**INSTRUCTION:** Copy the following lines verbatim, beginning at the line containing "Target: golden stupa" and ending after the line containing "column 203, row 270".

[Rows from a pointing dataset]
● ● ●

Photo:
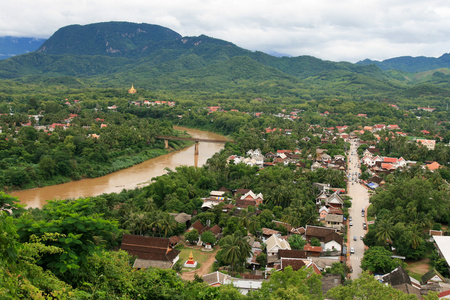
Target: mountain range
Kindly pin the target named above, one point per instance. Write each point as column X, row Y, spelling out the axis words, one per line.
column 11, row 46
column 115, row 53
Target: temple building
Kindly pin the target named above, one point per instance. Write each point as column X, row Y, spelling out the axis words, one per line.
column 132, row 90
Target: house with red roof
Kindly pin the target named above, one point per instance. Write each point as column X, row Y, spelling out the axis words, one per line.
column 429, row 109
column 393, row 127
column 430, row 144
column 379, row 127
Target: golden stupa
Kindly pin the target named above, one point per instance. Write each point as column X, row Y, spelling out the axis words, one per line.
column 132, row 90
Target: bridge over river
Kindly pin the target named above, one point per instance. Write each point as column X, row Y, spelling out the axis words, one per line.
column 166, row 139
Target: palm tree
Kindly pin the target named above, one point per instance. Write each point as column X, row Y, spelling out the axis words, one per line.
column 235, row 250
column 385, row 231
column 167, row 224
column 416, row 239
column 137, row 222
column 231, row 253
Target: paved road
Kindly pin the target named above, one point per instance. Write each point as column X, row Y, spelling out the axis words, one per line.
column 360, row 200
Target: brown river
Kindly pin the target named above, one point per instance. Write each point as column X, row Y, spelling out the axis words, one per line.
column 136, row 176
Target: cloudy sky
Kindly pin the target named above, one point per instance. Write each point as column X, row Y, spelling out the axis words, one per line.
column 337, row 30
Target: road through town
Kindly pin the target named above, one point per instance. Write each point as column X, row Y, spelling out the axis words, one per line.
column 360, row 201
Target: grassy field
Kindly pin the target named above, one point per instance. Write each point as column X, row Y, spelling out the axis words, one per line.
column 417, row 269
column 199, row 256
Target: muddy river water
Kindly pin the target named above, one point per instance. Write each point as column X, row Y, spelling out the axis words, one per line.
column 136, row 176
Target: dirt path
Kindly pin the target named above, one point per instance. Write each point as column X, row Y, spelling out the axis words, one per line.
column 419, row 267
column 203, row 270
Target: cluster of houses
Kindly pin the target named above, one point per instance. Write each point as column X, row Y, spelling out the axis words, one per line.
column 286, row 157
column 378, row 165
column 256, row 158
column 160, row 252
column 153, row 103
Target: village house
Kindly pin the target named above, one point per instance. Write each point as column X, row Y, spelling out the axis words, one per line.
column 249, row 199
column 430, row 144
column 274, row 244
column 334, row 221
column 215, row 198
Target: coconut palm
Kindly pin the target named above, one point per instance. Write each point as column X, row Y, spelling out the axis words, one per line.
column 416, row 238
column 137, row 222
column 167, row 224
column 235, row 250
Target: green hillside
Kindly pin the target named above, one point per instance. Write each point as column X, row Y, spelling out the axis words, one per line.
column 112, row 54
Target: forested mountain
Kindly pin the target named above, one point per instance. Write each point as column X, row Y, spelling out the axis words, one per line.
column 149, row 46
column 11, row 46
column 152, row 57
column 410, row 64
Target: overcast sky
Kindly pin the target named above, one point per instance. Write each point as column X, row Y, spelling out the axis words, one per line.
column 337, row 30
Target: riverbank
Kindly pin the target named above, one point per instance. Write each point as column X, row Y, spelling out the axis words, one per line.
column 116, row 164
column 129, row 178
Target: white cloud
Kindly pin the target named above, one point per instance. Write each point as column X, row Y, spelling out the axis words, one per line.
column 348, row 30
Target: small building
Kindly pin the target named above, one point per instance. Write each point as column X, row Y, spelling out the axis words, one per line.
column 274, row 244
column 150, row 251
column 132, row 90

● ● ●

**TASK RESULT:**
Target: golden stupa
Kindly pin the target named above, one point per instance. Write each point as column X, row Y, spelling out the axis words, one per line.
column 132, row 90
Target: bridge over river
Kindly pin the target named above, one point per instance. Write each point as column X, row Y, spelling out the axis words, one per line.
column 166, row 139
Target: palm tree
Kindly pin the target named above, one point per instance. Write each point as column X, row Y, spelling out the axis words, one per line.
column 235, row 250
column 385, row 231
column 167, row 224
column 416, row 239
column 137, row 222
column 231, row 253
Target: paved road
Kindly pin the target named above, one point per instance. Write each point as column X, row Y, spelling out the axis words, one per line.
column 360, row 200
Target: brown river
Kindly pin the target named above, one point per instance. Write each point as column X, row Y, spelling out the axis words, one per line.
column 136, row 176
Target: cloudy sky
Kindly pin the target named above, one point per instance. Write each point as column X, row Y, spelling out the axis words, one per line.
column 337, row 30
Target: road through town
Kindly pin the target named above, one point per instance. Write each point as column X, row Y, spelling out the axis words, one per line.
column 360, row 201
Target: grassy field
Kindly pin the target named above, one point per instance. Write each point as column X, row Y, spelling out the axis words, one per line.
column 417, row 269
column 199, row 256
Target: muddy river water
Kindly pin the target named above, one point per instance. Write each point as column X, row Y, spelling out the axis words, one per line.
column 136, row 176
Target: dirt path
Kindly pin the target named above, one point per instance. Write each point as column X, row Y, spelling out the axis words, one per line.
column 419, row 267
column 203, row 270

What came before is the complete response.